Stored data entries:
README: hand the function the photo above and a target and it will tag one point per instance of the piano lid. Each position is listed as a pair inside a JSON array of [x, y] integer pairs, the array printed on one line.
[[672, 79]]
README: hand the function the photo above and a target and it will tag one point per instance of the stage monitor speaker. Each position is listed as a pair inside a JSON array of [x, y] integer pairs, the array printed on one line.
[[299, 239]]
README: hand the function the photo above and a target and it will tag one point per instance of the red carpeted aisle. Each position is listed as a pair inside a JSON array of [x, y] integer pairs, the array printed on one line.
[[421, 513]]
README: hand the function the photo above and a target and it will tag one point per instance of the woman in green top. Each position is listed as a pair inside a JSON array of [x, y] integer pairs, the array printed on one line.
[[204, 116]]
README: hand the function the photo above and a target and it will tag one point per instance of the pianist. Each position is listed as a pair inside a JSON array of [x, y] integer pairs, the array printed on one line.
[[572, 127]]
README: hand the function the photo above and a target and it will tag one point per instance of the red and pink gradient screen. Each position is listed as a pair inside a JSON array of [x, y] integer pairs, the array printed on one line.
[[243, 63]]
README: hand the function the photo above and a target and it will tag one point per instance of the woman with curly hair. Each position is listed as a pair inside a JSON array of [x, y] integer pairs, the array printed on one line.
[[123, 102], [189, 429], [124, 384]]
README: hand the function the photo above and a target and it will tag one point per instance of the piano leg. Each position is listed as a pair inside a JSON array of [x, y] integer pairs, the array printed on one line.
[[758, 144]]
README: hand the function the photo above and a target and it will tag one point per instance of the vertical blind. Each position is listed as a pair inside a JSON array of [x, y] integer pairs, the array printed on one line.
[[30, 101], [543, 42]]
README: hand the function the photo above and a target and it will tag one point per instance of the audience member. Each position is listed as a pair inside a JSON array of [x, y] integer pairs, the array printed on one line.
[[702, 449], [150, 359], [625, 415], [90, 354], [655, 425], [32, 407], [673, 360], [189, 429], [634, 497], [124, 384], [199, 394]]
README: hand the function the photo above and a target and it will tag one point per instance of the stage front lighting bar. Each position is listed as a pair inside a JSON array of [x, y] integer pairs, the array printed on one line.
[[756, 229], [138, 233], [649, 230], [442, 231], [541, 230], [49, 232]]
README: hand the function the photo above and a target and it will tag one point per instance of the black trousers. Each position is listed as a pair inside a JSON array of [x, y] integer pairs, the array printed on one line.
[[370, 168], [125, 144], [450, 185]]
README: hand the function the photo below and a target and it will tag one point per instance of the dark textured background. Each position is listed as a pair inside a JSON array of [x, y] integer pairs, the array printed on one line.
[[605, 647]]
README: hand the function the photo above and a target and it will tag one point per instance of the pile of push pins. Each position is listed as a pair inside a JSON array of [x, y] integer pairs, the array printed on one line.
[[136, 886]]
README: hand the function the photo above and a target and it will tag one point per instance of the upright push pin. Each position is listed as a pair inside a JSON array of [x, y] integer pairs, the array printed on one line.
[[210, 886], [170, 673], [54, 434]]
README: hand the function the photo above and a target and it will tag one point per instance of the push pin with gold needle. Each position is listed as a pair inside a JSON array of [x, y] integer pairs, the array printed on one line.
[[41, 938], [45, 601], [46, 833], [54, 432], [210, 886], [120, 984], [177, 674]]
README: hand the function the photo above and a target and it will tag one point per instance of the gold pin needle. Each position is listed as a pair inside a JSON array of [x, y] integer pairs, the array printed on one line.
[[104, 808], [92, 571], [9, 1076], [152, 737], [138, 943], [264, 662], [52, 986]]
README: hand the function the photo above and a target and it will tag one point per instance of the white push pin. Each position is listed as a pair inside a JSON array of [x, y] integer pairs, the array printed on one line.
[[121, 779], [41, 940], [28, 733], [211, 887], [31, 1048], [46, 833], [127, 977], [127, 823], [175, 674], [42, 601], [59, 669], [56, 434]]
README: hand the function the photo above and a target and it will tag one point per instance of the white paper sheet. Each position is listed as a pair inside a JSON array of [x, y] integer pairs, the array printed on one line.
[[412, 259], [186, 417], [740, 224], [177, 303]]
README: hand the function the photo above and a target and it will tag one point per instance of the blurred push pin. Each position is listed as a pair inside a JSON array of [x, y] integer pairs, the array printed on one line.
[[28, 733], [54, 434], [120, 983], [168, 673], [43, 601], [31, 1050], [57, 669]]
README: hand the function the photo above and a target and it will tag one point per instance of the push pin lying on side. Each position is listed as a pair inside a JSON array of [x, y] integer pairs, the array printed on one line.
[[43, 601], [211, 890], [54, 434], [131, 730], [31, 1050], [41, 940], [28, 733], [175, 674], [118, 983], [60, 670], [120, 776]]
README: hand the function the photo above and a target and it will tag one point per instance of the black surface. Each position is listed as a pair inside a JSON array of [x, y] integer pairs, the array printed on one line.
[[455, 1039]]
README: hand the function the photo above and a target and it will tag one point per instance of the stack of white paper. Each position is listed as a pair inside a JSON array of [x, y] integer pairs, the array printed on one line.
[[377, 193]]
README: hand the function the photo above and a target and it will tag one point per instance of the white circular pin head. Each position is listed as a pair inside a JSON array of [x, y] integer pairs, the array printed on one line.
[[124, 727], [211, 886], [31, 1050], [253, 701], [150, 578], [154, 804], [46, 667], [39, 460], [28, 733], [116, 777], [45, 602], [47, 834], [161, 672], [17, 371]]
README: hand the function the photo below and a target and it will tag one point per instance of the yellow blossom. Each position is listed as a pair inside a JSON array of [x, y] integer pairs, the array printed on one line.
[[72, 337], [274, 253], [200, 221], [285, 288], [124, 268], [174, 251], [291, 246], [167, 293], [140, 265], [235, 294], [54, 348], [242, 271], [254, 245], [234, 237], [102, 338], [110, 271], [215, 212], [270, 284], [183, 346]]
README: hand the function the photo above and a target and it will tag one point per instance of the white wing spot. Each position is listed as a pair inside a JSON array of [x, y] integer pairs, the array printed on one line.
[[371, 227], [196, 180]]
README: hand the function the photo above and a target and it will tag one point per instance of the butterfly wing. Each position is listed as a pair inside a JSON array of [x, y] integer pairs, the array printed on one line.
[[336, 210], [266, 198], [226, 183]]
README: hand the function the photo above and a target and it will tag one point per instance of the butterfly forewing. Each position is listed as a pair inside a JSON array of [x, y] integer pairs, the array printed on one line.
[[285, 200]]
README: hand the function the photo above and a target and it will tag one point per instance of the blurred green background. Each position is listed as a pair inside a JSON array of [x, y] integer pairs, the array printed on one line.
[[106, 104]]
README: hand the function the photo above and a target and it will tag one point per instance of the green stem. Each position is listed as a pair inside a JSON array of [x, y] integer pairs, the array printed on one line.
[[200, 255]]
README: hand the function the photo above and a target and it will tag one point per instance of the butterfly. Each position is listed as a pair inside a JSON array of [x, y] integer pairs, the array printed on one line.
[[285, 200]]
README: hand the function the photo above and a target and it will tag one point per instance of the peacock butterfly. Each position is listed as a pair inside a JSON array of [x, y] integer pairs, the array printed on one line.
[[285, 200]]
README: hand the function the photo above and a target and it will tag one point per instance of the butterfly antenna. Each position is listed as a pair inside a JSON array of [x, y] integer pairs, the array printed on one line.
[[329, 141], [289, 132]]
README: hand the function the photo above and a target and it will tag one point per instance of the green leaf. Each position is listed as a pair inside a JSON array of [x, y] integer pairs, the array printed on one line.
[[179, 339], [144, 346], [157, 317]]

◆ Required work ◆
All entries must be repeated verbatim.

◆ Answer for the task ◆
README: hand the function the photo above and a target and it will tag one point per instance of the piano lid. Each position is listed as a pair inside a JSON array of [x, y] integer pairs, the array printed on one line.
[[672, 79]]
README: hand the function the photo above and a target and it will tag one point per instance of the stage monitor speaker. Each position is listed as a pair inside a JSON array of [x, y] integer pairs, the array printed on one line.
[[299, 239]]
README: hand the function the photo above and a target and it will tag one point per instance of the red carpeted aisle. Each position is listed as a pair inside a JSON array of [x, y] integer pairs, the array printed on one line.
[[421, 513]]
README: hand the function the photo above and a target and it will tag one point per instance of the woman in green top. Each position is listed as a pair inside a JSON array of [x, y] integer pairs, the array printed on one line.
[[204, 116]]
README: hand the function the photo above and a target and it will tag one point per instance of the pianist. Each position is listed as a pair inside a JSON array of [x, y] integer pairs, the array printed on one line.
[[572, 127]]
README: hand the function the photo above and a target and it will tag one point per instance of the red and pink gradient screen. Each position is listed as a pair inside a JSON array of [x, y] integer pairs, the array printed on one line.
[[243, 63]]
README: hand the function the photo above and a target and it will tag one point per instance of the woman with curly hair. Each position is listed as a pair inside a JSON array of [x, y] integer pairs, the array printed on one line.
[[123, 102], [189, 429], [124, 384]]
README: hand the function the photo above and a target and it will tag one point per instance of the piano leg. Each position is listed as a pair inside a JSON array of [x, y] integer pairs, the array printed on one line.
[[758, 144]]
README: hand the function the photo above and a target and it will tag one point per instance of the vertical blind. Each position is listed as a pair inside a JSON array of [x, y] integer pairs, the array printed on one line.
[[30, 101], [543, 42]]
README: hand the function the photo above and a target and it will tag one point per instance of the audience member. Each position is listed as a pair inside a JSON array of [x, y] integer pairs, the array printed on one line.
[[702, 449], [150, 359], [625, 415], [90, 354], [655, 425], [32, 407], [673, 360], [189, 429], [634, 497], [124, 384], [199, 394]]
README: hand the function the photo above and a target and it will tag one point per instance of the stage front lighting bar. Each position is listed as a pair inside a JSON array of [x, y] integer pairs, the array printed on one line.
[[756, 229], [138, 233], [649, 230], [442, 231], [541, 230], [49, 232]]
README: hand the function the photo above and a target and it will tag one point per instance of the black trousers. Each position is listed as a pair inside a JSON array of [x, y] integer pairs, the array printed on one line.
[[370, 168], [125, 144], [450, 185]]
README: hand the function the photo below and a target and it will tag one point per instance of the dark textured background. Each position is listed as a pair inside a JSON array of [x, y] integer pairs, the array printed on one line.
[[605, 647]]
README: hand the function the photo above and a target and it will tag one point per instance of the pile of push pins. Each position is listed as a pair inside a JSON array of [x, y] integer pairs, the array printed on one line.
[[136, 886]]
README: hand the function the photo above and a target and it will tag one point per instance of the upright push pin. Each position is listed as a pair inside a JSON array of [x, y] integer pairs, the array printed on one line.
[[210, 886], [170, 673], [54, 434]]
README: hand the function the photo above and a target and it will tag one point per instance of the push pin with gold needle. Each position is listed as a pair inside a JSON array of [x, y] integer pairs, the array printed on one line.
[[41, 938], [45, 601], [46, 833], [54, 432], [210, 886], [120, 984], [177, 674]]
README: hand the function the photo above and a target and it will tag one point per instance of the gold pin needle. Each position is listed as a pair inside a JSON array of [x, y] integer pairs, the array printed on one line.
[[104, 808], [92, 571], [9, 1076], [152, 737], [138, 943], [264, 662], [52, 986]]
README: hand the function the photo above and a target and it will tag one point per instance of the white push pin. Each position is listed as a pair inside a JSON array of [x, y] integer pairs, the array printed on one line.
[[121, 779], [41, 940], [28, 733], [211, 887], [31, 1048], [46, 833], [127, 977], [127, 823], [175, 674], [42, 601], [59, 669], [56, 434]]
README: hand the function the photo above and a target and it will tag one point per instance of the white paper sheet. Each position is listed as a pair inside a JSON array of [x, y] integer pairs, the array printed on one line.
[[412, 259], [186, 417], [740, 224], [177, 303]]
README: hand the function the photo above and a target and it will tag one point per instance of the blurred push pin. Each position is listed as a pair inside a JSON array of [x, y] integer pairs, the array printed on one line.
[[28, 733], [54, 434], [120, 983], [168, 673], [43, 601], [31, 1050], [57, 669]]
README: hand the function the photo above and a target and it will tag one point per instance of the push pin lying on side. Each position is listed as a pair inside a JSON array of [x, y] integer pairs, the array printed on one line.
[[43, 601], [211, 890], [54, 434], [131, 730], [31, 1050], [41, 940], [28, 733], [175, 674], [118, 983], [60, 670], [120, 776]]
README: hand the function the photo above and a target and it will tag one point per instance of the black surface. Each position is listed as a pair inside a JSON array of [x, y] integer pairs, the array printed on one line.
[[455, 1039]]
README: hand the function the photo above and a target and it will tag one point per instance of the stack of white paper. Each position is listed as a pair inside a JSON array of [x, y] integer pairs, the array printed on one line.
[[377, 193]]
README: hand the function the photo above and a target and it will tag one point per instance of the white circular pin head. Each position is listed as a pair inside a JSON array of [x, y] integer pairs, the array printed on one line.
[[124, 727], [211, 886], [31, 1050], [253, 701], [150, 578], [154, 804], [46, 667], [39, 460], [28, 733], [116, 777], [45, 602], [47, 834], [161, 672], [17, 371]]
README: hand the function the photo below and a target and it will tag one point per instance of the yellow blossom. Each position is listed as a pair inside a JSON array of [x, y] integer pairs, the array printed on one line.
[[72, 337], [274, 253], [200, 221], [285, 288], [124, 268], [174, 251], [291, 246], [167, 293], [140, 265], [235, 294], [54, 348], [242, 271], [254, 245], [234, 237], [102, 338], [110, 271], [215, 212], [270, 284], [183, 346]]
README: hand the function the photo above and a target and it will tag one point per instance of the white wing spot. Each position is listed as a pair inside a JSON array of [x, y] integer pairs, the array printed on one line.
[[371, 227], [196, 180]]
README: hand the function the photo above and a target and it will tag one point per instance of the butterfly wing. Each position is listed as a pair inside a JSON array of [x, y] integer pairs, the array printed on one line.
[[336, 210], [266, 198], [226, 183]]
README: hand the function the photo above and a target and it will tag one point per instance of the butterfly forewing. Each position is listed as a pair inside a JSON array of [x, y] integer pairs, the array printed on one line.
[[285, 200]]
README: hand the function the photo above and a target and it will tag one point per instance of the blurred green background. Each position is listed as a pair inside a JSON array of [x, y] integer pairs, the array printed on one line.
[[106, 104]]
README: hand the function the photo above and a target and it will tag one point per instance of the green stem. Each position is listed as a pair inside a JSON array of [x, y] integer pairs, the array printed on one line.
[[200, 255]]
README: hand the function the photo above and a target and it will tag one point per instance of the butterfly. Each position is listed as a pair inside a JSON array of [x, y] integer pairs, the array printed on one line.
[[285, 200]]
README: hand the function the photo above and a target and it will tag one point per instance of the peacock butterfly. Each position is listed as a pair inside a JSON array of [x, y] integer pairs, the array printed on one line.
[[285, 200]]
README: hand the function the photo above and a target and it will tag one point per instance of the butterfly antenna. Each position is listed as a pair inside a JSON array of [x, y] integer pairs, the array printed on one line.
[[329, 141], [289, 132]]
README: hand the function the photo above and a target and it will tag one point per instance of the green leaf. Each position is listed as a pair inside a JSON array of [x, y] integer pairs, the array printed on one line.
[[179, 339], [144, 346], [157, 317]]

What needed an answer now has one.